SUPPLIED MATERIAL >>
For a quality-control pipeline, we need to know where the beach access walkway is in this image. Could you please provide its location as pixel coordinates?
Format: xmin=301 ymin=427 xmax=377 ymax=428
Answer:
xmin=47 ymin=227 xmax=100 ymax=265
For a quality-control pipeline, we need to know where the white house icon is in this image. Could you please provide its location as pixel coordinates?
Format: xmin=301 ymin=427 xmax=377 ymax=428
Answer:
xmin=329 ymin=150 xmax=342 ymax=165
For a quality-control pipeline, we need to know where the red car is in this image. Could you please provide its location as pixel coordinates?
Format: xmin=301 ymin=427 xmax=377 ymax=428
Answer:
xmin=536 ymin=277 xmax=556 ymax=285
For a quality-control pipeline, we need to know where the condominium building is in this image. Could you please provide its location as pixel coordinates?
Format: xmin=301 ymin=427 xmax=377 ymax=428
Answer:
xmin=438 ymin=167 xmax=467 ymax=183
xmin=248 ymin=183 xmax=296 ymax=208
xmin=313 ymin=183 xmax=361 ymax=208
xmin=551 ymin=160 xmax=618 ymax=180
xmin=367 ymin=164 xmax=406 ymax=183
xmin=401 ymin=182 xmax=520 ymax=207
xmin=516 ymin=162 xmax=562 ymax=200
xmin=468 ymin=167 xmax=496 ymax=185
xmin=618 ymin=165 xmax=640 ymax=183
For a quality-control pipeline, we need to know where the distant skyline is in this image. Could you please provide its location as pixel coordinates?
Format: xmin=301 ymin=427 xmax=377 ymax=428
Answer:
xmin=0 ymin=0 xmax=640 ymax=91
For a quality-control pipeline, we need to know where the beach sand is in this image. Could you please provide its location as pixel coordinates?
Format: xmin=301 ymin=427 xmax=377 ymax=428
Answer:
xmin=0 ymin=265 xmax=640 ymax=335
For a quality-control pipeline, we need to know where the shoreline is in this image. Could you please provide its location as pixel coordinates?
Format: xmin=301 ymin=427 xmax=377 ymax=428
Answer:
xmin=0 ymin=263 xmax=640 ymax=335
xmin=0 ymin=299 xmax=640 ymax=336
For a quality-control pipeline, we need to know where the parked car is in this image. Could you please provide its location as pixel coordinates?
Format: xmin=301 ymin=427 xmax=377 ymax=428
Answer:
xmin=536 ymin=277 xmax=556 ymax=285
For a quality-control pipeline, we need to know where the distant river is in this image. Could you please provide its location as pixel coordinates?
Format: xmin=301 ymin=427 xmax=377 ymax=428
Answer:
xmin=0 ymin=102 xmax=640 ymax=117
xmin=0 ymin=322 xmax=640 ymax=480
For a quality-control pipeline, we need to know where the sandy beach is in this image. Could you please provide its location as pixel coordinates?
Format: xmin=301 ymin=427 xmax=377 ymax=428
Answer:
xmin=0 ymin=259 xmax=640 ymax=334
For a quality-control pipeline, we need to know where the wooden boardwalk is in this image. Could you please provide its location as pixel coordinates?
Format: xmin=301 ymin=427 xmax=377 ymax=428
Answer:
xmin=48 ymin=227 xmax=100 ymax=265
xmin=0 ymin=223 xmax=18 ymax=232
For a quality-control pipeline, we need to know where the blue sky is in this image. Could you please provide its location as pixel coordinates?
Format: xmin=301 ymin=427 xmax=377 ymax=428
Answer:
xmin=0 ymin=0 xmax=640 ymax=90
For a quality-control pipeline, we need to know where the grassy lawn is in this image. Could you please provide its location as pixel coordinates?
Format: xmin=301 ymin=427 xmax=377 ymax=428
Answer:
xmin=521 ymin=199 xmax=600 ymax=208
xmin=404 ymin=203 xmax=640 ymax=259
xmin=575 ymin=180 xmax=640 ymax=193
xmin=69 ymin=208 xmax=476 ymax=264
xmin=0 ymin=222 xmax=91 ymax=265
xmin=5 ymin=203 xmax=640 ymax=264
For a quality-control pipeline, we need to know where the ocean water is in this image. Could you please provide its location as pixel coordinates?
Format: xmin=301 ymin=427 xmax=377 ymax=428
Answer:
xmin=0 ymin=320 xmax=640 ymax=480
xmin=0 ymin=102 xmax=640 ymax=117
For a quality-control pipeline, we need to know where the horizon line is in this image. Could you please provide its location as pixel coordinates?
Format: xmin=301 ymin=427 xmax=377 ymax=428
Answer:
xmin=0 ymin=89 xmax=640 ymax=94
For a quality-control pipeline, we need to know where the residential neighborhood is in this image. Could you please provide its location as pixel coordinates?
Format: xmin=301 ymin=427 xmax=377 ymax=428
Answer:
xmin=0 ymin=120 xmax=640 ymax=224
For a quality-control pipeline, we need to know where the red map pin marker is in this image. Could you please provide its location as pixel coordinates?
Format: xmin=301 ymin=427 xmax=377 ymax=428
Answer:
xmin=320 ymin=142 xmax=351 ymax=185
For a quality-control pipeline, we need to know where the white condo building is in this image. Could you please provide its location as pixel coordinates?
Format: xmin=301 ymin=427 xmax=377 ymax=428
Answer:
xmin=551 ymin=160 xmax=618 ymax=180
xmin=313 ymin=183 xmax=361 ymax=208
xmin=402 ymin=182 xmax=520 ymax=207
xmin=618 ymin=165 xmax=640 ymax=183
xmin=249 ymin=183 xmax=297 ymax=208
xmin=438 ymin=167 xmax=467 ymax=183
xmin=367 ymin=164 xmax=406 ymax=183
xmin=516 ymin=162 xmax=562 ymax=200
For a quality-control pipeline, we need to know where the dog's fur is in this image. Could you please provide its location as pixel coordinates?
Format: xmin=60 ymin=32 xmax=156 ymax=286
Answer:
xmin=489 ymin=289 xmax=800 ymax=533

--

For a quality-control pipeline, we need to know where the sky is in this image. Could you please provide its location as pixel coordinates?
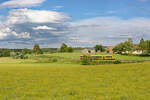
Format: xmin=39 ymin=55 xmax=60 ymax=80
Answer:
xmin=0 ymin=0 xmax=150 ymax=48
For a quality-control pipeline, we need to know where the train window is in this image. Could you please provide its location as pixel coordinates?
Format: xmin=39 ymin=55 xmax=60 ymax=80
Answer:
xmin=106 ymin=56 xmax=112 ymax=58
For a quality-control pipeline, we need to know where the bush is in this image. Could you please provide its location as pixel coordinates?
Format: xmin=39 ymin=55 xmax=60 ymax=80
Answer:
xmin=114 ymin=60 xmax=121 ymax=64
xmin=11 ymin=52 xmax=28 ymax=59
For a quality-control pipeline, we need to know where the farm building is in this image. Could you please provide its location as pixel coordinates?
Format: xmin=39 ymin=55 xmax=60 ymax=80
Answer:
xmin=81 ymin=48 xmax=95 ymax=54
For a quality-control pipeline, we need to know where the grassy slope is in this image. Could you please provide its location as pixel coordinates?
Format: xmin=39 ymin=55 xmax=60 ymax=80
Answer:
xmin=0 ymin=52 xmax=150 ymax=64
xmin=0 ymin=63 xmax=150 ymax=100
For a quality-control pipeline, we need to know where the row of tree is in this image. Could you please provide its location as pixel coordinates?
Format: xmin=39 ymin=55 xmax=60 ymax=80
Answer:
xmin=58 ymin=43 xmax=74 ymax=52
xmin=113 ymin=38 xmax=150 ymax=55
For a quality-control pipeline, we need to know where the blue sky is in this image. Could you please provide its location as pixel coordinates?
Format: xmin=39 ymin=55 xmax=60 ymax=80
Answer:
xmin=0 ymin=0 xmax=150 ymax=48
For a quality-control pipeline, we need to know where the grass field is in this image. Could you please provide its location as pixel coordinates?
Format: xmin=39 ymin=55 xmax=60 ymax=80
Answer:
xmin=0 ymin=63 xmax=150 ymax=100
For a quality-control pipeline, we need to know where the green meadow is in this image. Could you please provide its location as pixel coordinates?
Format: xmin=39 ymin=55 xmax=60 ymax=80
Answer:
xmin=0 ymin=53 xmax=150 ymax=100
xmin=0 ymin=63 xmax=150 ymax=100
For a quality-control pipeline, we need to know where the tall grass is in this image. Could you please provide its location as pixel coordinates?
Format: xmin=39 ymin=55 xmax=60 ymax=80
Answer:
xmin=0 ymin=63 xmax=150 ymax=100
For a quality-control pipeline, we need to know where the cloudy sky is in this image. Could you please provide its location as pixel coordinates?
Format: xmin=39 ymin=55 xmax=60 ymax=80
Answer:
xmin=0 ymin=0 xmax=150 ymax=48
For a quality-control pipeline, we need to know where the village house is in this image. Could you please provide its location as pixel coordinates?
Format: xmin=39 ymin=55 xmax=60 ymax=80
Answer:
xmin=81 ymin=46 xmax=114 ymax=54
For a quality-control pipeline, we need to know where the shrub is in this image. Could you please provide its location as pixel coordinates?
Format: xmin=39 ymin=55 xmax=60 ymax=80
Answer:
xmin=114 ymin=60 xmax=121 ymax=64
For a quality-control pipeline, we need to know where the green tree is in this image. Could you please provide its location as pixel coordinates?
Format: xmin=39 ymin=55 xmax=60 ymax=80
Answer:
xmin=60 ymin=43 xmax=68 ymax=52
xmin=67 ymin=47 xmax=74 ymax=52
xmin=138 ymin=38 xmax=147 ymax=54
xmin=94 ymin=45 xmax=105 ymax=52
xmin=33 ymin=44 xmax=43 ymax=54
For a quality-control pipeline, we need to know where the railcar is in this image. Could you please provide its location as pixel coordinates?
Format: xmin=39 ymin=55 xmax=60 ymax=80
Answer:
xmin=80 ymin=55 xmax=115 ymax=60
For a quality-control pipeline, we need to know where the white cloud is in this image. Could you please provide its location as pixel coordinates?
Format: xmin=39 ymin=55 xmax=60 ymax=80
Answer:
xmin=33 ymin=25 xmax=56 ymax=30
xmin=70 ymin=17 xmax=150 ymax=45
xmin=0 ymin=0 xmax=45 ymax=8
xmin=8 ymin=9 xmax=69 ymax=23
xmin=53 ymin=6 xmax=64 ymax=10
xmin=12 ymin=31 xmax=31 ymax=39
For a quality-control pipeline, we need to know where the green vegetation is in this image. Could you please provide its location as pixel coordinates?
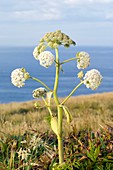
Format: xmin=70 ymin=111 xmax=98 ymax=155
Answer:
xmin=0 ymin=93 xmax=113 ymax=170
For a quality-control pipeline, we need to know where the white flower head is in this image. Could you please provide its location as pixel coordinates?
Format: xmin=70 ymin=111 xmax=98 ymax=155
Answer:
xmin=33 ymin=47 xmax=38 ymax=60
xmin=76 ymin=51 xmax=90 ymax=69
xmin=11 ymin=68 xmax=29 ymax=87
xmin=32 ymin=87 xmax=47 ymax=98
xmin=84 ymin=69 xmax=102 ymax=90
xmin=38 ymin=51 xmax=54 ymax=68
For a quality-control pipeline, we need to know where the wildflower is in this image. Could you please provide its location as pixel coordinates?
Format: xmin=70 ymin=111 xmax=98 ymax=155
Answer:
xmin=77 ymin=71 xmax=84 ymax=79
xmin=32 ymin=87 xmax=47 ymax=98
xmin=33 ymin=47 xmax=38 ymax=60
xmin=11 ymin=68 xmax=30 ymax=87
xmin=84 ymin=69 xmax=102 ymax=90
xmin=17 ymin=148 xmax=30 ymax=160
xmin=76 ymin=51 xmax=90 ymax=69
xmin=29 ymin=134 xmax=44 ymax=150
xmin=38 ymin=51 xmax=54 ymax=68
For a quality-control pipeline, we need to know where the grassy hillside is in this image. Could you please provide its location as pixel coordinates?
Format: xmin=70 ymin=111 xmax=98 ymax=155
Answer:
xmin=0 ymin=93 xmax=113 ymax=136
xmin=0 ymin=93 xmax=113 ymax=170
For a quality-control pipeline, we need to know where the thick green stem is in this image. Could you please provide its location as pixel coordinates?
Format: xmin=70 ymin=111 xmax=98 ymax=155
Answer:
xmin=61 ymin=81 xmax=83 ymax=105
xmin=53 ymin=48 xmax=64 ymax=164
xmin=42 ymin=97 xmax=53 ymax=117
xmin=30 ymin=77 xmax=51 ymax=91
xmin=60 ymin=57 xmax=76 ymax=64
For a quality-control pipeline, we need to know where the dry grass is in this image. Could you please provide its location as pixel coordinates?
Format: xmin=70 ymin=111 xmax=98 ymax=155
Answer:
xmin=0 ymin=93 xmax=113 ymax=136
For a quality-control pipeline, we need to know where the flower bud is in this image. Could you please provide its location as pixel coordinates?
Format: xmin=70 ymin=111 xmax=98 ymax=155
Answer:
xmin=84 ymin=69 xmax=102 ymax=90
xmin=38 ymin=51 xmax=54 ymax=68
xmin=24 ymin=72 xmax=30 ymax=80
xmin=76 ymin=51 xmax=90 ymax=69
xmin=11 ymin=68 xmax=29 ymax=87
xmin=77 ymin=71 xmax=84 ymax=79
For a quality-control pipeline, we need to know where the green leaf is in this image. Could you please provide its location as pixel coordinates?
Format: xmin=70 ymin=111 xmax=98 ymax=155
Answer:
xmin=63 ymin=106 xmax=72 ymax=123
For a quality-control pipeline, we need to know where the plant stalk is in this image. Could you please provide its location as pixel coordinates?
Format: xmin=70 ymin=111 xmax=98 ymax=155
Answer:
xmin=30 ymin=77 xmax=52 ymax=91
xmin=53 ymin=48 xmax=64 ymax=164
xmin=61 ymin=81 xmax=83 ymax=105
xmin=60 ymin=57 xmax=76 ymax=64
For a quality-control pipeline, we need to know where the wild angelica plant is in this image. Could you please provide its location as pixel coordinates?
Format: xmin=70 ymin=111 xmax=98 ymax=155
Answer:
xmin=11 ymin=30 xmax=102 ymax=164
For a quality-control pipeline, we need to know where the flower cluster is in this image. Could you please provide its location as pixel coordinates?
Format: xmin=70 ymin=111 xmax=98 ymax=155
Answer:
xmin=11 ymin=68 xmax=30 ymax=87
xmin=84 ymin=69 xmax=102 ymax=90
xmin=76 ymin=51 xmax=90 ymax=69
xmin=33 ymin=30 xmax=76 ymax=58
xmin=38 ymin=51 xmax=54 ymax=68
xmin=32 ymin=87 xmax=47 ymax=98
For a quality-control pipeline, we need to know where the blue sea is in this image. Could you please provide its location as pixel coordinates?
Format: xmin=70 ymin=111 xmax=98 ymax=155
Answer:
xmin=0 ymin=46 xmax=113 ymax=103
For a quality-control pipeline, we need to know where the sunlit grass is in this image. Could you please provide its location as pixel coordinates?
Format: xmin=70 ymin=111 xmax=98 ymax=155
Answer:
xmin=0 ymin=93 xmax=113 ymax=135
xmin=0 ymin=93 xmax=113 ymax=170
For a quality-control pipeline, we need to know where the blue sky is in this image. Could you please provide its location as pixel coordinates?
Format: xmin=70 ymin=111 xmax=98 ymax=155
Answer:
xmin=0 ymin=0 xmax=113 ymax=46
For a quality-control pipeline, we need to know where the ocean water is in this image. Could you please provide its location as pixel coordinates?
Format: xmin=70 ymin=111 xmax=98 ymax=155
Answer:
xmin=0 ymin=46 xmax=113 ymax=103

* * *

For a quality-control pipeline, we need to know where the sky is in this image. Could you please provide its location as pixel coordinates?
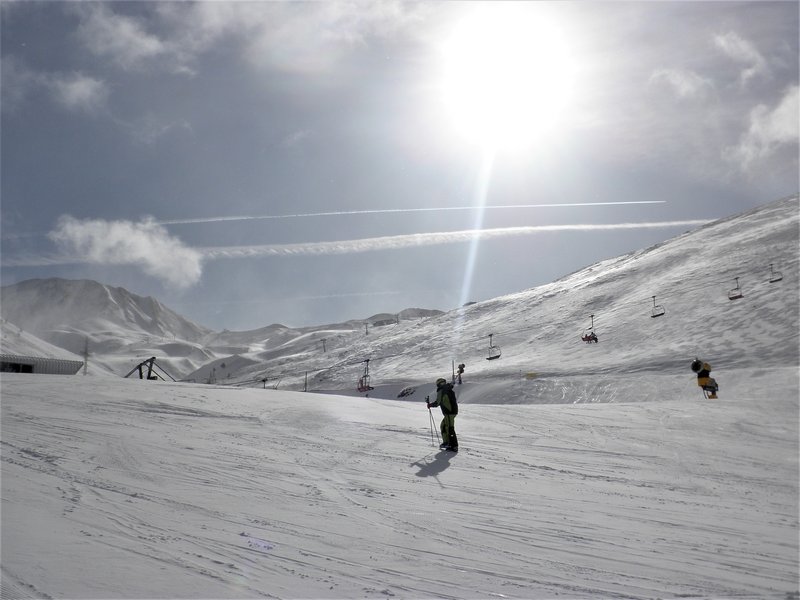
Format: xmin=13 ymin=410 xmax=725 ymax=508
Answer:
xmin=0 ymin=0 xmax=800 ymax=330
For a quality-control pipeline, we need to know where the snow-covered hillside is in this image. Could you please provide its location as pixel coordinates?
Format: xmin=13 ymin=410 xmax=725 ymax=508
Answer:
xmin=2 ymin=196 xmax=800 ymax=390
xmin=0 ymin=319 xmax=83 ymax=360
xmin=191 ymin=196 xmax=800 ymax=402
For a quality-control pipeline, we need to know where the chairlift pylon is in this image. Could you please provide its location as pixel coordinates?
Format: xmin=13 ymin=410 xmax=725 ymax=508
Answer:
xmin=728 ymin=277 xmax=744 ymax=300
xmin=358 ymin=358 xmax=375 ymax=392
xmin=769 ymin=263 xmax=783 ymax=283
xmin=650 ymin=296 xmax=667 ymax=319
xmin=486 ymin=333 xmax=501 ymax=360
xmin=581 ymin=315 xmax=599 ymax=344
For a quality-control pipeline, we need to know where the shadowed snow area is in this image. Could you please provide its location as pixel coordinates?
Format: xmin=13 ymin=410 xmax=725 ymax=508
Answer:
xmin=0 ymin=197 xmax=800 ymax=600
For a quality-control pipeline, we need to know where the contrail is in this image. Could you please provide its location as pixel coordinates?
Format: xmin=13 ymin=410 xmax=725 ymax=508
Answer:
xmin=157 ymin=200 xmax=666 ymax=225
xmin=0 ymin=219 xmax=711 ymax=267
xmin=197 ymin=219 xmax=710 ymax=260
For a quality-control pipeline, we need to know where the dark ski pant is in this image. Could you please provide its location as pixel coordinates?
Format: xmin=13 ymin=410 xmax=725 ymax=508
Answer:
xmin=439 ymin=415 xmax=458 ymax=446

DESCRIPTION OF THE TASK >>
Rewrite the part of the records that opens with the line containing "the beach access" and closes with the line containing "xmin=329 ymin=150 xmax=342 ymax=165", replacing "quality-control pipeline" with "quality-assurance pipeline" and changing nothing else. Give only those lines.

ANSWER >>
For a quality-assurance pipeline, we need to know where the beach access walkway is in this image. Could you please provide its location as pixel coordinates?
Format: xmin=301 ymin=427 xmax=377 ymax=428
Answer:
xmin=47 ymin=227 xmax=100 ymax=265
For a quality-assurance pipeline, we need to know where the white house icon is in this image. Could you please provide its location as pixel coordinates?
Format: xmin=301 ymin=427 xmax=377 ymax=428
Answer:
xmin=329 ymin=150 xmax=342 ymax=165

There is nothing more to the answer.